Zunächst kann ich einiges nicht nachvollziehen. Du schreibst, dass du mit XAMPP arbeitest. Ich gehe mal davon aus, dass du Windows verwendest. Die Installation von XAMPP enthält bereits die Installation von MariaDB und phpmyAdmin. Nach der Installation von XAMPP sollte das also schon mal funktionieren. Weiterhin sollte XAMPP 8.1.1 auch einen Tomcat 8.5.73 enthalten. Ich gehe davon aus, dass bei richtiger Installation auch dieser funktioniert. Für die Installation ist auch ein grafischer Installer verfügbar und die einzelnen Komponenten sind nach der Installation als Dienste verfügbar und lassen sich per XAMPP bequem starten und stoppen. Skripte sind hier erst mal noch gar nicht notwendig.
Weiterhin würde ich die Installation erst mal in VirtualBox o.ä. testen um mir nicht unnötig meine Maschine zu versauen. 
Falls du keine Windows-Lizenz für VirtualBox besitzt kannst du auch Linux verwenden. Es würde sich auch anbieten die gesamte Entwicklung in der VM durchzuführen. Der Vorteil ist, dass du eine VM wie ein Notebook einfach weitergeben kannst. Nachteil ist, dass eine VM etwas langsamer als ein echter PC ist.

- [Gezeigte Einträge]
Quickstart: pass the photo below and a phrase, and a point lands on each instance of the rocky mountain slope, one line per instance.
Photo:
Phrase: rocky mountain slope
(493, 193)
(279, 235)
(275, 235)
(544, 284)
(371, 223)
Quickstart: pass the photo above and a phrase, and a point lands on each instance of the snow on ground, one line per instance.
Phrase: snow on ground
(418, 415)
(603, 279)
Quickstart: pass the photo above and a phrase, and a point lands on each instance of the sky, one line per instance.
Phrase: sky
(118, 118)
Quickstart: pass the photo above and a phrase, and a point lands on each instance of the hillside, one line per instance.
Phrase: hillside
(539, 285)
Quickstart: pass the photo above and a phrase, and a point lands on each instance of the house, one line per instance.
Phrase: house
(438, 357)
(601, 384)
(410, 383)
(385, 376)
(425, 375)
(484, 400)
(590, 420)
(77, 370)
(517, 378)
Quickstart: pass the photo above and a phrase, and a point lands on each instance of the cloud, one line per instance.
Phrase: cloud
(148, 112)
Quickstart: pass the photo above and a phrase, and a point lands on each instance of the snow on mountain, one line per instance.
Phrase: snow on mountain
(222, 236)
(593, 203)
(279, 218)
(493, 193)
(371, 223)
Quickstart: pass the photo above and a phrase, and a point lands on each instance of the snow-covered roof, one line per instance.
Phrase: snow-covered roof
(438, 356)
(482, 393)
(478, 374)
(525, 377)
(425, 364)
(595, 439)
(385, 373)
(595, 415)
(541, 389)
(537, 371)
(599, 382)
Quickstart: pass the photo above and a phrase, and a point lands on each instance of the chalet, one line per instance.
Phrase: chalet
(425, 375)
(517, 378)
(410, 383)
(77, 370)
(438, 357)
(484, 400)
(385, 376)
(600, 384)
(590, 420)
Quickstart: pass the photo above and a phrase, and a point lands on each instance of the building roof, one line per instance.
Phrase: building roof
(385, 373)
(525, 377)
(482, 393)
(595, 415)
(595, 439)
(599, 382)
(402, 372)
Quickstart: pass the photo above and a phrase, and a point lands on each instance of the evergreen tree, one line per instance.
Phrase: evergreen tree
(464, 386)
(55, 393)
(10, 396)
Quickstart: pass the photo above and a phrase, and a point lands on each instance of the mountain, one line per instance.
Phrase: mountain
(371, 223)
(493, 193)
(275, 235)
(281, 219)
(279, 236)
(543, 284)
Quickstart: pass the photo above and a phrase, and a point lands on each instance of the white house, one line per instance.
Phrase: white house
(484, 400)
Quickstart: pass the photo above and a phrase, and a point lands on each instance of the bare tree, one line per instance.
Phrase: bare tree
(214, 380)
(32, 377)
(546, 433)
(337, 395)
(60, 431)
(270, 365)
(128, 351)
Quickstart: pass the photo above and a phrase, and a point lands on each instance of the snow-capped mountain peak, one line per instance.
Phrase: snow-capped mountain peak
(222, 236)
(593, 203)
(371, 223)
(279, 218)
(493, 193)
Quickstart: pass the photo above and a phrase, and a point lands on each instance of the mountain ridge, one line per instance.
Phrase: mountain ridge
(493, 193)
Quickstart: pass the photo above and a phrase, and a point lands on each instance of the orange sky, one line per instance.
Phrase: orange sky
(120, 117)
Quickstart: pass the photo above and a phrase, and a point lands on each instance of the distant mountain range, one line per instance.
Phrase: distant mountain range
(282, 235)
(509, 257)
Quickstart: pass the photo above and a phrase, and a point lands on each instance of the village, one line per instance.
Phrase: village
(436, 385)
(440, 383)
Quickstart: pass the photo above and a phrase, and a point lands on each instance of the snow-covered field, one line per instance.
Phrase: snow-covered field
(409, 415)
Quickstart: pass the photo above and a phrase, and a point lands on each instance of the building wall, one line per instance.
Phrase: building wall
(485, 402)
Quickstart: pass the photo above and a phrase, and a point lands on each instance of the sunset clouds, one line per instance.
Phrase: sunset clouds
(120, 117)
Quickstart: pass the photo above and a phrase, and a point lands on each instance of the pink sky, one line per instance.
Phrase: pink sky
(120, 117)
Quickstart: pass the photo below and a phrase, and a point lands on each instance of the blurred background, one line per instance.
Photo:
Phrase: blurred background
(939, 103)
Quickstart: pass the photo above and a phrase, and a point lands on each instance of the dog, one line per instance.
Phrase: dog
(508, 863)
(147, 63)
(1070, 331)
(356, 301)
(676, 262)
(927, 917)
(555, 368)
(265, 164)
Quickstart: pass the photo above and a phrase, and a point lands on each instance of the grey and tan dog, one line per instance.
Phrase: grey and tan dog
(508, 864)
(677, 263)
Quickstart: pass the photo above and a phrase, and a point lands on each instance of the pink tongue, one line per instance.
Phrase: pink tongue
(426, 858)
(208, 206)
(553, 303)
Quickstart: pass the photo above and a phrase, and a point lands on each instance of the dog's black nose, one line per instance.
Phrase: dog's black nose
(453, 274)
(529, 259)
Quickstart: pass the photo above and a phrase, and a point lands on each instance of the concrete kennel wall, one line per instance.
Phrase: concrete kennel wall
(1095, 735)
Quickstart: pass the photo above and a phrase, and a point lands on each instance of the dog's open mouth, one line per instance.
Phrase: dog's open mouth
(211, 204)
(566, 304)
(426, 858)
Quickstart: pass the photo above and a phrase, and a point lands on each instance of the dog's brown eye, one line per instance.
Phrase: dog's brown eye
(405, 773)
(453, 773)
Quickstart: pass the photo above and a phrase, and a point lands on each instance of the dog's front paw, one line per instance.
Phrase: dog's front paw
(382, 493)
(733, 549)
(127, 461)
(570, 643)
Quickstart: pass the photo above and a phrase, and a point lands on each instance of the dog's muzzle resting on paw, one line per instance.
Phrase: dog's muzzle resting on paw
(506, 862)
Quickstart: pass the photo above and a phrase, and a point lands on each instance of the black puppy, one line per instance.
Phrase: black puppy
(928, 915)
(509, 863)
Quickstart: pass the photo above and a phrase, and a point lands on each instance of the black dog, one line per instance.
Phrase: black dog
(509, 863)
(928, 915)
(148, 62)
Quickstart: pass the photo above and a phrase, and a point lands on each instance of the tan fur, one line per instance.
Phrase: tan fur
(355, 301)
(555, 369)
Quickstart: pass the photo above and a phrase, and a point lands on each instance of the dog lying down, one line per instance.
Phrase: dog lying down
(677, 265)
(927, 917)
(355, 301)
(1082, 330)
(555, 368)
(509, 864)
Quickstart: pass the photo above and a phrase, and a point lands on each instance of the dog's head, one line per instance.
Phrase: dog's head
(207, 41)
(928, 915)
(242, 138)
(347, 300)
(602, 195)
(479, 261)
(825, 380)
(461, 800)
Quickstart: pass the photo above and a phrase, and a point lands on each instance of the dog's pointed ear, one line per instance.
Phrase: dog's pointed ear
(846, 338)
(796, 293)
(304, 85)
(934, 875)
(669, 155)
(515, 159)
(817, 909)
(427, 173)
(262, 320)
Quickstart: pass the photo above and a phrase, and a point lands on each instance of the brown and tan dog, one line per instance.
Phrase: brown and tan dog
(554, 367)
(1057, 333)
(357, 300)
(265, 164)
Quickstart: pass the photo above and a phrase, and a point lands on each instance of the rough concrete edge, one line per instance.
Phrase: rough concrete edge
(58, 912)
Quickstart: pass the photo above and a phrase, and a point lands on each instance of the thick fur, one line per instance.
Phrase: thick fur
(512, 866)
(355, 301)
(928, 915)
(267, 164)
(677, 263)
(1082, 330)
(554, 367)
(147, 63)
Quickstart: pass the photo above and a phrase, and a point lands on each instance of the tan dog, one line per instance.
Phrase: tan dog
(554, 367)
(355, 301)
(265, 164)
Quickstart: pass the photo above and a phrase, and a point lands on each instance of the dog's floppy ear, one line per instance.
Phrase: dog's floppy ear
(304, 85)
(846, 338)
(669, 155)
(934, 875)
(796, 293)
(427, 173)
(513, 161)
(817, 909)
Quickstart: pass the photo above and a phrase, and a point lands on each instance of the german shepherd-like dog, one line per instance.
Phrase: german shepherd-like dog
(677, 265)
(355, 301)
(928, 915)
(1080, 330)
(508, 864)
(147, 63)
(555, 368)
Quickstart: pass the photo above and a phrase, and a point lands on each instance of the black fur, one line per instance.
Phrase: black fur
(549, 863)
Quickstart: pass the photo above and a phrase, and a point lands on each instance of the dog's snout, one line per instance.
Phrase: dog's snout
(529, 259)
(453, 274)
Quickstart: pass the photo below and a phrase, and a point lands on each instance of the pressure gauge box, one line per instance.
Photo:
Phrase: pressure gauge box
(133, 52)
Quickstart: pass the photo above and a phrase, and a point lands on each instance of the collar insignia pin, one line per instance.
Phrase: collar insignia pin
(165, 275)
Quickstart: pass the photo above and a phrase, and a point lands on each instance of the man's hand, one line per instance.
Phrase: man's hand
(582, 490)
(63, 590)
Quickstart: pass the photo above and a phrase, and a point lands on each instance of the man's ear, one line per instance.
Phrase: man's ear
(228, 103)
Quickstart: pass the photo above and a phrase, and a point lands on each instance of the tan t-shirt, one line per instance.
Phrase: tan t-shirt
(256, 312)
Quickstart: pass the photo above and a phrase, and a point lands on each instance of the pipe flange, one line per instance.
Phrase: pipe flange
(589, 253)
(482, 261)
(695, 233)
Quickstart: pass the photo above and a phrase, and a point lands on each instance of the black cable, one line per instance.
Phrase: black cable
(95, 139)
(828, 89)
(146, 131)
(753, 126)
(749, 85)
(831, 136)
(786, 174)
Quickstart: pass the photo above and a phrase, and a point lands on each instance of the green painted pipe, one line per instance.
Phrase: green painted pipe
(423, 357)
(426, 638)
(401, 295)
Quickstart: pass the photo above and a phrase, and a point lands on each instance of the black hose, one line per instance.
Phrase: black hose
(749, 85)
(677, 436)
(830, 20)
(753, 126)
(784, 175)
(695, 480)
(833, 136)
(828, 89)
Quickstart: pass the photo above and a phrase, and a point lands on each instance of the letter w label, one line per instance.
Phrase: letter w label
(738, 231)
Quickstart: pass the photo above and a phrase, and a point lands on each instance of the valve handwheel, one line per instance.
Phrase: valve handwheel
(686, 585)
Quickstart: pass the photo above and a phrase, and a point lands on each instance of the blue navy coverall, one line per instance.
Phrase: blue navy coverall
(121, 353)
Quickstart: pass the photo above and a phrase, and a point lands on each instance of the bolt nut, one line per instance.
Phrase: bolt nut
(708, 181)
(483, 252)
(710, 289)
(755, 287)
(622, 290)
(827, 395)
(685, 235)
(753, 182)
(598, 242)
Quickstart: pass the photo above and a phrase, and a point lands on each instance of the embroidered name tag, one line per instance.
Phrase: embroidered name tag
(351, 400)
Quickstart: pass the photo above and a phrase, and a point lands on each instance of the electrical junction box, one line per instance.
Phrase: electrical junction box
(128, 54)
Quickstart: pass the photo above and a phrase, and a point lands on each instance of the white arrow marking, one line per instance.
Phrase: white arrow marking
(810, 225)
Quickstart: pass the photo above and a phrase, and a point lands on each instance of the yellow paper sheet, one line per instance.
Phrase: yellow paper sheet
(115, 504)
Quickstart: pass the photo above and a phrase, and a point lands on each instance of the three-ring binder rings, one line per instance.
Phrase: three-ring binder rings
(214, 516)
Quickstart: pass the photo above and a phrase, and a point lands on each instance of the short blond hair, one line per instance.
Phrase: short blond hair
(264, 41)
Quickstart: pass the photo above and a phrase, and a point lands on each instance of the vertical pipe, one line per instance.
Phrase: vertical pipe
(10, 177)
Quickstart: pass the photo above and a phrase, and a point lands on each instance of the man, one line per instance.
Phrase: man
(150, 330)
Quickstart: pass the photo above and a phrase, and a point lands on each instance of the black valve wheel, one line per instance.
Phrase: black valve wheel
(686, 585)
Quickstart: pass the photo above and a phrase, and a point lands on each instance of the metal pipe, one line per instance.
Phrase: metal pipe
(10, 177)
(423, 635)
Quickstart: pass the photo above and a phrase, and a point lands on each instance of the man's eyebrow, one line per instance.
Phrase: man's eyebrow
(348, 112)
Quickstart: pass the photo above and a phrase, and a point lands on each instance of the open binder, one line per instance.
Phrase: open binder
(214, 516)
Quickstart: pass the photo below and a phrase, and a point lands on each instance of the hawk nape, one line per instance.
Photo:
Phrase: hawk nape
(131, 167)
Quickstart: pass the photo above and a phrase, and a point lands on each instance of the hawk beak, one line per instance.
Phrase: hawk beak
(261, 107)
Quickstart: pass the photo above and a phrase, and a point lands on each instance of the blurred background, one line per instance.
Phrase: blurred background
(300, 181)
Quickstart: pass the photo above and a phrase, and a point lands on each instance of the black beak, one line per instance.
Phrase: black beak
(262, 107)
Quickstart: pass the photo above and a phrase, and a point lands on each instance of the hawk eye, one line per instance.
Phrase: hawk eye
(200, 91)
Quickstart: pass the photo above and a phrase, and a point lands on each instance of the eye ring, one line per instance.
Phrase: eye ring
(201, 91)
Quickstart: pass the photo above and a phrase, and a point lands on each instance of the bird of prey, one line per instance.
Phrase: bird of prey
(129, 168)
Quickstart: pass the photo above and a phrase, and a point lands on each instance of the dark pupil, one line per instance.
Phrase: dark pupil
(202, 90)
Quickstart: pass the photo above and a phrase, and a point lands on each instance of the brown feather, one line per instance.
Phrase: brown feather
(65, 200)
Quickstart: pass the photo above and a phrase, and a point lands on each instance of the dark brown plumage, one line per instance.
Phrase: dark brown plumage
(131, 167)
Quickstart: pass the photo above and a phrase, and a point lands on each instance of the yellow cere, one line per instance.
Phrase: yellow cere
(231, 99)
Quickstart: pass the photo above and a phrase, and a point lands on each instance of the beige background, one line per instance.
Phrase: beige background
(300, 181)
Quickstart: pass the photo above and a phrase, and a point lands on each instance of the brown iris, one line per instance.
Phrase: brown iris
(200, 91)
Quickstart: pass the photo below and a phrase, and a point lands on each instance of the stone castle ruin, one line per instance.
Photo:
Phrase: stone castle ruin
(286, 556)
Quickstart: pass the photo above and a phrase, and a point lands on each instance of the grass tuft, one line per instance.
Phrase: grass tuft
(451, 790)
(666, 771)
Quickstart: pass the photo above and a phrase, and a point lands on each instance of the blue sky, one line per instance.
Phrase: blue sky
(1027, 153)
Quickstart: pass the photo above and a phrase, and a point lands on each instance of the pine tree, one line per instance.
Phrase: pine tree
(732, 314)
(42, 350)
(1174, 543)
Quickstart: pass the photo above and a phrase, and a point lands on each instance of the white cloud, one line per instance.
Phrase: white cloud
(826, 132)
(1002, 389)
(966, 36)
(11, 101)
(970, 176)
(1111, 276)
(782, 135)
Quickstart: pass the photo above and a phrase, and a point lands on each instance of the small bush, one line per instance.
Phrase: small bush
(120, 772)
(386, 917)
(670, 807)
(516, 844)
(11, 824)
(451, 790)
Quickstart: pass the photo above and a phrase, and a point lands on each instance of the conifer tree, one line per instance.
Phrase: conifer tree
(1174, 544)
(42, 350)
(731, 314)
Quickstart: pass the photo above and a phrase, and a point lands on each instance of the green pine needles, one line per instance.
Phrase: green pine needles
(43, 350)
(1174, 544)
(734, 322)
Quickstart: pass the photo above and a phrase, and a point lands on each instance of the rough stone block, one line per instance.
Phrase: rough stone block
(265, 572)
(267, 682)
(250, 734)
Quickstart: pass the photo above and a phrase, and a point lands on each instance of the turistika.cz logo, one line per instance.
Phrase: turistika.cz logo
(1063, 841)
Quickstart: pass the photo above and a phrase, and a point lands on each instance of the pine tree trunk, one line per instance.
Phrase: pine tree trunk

- [Ziel der Aufgabe]
Schreibe die Fortsetzung des Forenbeitrags zur XAMPP-Installation, die an seinen letzten Satz anschließt.

- [Antwort zur Aufgabe]
----------



## Oneixee5 (31. Dez 2021)

Beginner22 hat gesagt.:


> Code Anfang zum Verbinden


Was dann folgt ist unbrauchbar. Die Datenbankverbindung wird im Tomcat eingerichtet: https://tomcat.apache.org/tomcat-8.5-doc/jndi-datasource-examples-howto.html. MySQL und MariaDB sind da etwa gleich zu handhaben. Im Java-Teil also JSP's und Servlets wird diese dann als Datasource verwendet.


----------



## M.L. (31. Dez 2021)

Weiterhin *könnten* die zu neue Java-Version sowie Teile der Verbindung zur DB Probleme bereiten (legacy way), siehe https://mariadb.com/kb/en/about-mariadb-connector-j/#getting-a-new-connection.  Und neben VirtualBox kann man sich "Docker" anschauen.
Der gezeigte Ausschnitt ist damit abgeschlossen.